BRIEF: In the records below, render the part that opens with the line containing "Could you please locate the person's" and closes with the line containing "<point>149,62</point>" as a JSON list of strings, one string per line, omitting blank lines. Include both of those lines and nothing outside that span.

[start of EXCERPTED DATA]

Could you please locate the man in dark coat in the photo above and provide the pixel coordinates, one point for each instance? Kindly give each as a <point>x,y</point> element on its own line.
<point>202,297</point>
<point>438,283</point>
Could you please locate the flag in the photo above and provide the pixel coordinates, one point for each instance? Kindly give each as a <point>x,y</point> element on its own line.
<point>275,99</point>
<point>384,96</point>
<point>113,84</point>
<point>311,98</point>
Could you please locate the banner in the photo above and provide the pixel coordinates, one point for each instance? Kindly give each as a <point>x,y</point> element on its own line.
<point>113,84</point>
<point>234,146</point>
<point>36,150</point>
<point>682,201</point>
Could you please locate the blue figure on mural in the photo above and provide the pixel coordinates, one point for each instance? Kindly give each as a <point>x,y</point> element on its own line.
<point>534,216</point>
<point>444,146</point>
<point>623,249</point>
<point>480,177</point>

[end of EXCERPTED DATA]
[start of EXCERPTED DATA]

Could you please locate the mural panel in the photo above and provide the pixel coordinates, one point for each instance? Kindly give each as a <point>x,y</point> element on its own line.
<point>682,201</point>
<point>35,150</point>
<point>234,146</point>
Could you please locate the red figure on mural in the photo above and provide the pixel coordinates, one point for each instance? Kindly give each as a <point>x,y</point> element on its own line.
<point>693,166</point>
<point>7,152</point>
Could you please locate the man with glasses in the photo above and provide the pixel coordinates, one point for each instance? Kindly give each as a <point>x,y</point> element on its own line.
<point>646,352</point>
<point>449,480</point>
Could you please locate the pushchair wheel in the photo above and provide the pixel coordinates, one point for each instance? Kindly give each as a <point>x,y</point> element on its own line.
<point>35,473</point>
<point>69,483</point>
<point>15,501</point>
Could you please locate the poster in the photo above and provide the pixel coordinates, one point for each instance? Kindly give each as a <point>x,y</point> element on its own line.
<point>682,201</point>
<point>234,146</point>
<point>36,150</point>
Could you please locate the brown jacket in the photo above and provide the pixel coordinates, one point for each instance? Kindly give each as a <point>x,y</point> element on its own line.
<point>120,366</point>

[end of EXCERPTED DATA]
[start of EXCERPTED DATA]

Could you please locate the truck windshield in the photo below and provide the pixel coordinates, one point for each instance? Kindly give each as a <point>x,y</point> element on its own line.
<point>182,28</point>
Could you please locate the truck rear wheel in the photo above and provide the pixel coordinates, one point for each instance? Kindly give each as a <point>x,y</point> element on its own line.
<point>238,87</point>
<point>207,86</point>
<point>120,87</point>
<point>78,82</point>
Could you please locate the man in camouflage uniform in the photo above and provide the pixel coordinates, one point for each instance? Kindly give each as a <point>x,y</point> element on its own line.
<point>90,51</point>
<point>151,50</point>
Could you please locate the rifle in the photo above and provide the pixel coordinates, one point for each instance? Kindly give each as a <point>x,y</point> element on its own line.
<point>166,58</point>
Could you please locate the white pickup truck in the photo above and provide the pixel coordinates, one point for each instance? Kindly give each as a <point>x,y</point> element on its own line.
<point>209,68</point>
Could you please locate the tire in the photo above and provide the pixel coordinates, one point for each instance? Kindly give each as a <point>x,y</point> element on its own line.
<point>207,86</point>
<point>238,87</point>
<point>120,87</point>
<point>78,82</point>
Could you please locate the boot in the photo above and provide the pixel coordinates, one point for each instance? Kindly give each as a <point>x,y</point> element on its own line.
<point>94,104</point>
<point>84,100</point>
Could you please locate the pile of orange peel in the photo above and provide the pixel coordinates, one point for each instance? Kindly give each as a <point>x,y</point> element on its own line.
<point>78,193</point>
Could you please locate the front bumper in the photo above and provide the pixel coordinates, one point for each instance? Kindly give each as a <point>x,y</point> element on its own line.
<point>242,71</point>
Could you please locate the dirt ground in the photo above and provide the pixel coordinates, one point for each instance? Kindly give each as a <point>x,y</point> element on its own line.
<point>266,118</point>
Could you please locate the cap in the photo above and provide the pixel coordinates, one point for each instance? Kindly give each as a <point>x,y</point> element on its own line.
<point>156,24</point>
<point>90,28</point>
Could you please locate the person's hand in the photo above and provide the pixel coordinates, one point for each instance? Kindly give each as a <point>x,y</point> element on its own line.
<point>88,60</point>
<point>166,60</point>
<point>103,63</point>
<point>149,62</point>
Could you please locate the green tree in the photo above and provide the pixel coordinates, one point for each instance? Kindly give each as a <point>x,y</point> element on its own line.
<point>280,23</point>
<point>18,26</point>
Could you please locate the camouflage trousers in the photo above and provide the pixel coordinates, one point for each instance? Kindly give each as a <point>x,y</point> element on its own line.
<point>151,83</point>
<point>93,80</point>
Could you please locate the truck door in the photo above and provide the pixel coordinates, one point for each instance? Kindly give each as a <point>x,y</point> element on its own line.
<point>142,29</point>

[end of EXCERPTED DATA]

RESPONSE BELOW:
[
  "Could you please locate the person's hand in the photo above and provide the pixel coordinates, one point for each instance? Kindly give each as a <point>x,y</point> element on its own line.",
  "<point>88,60</point>",
  "<point>166,60</point>",
  "<point>103,63</point>",
  "<point>149,62</point>"
]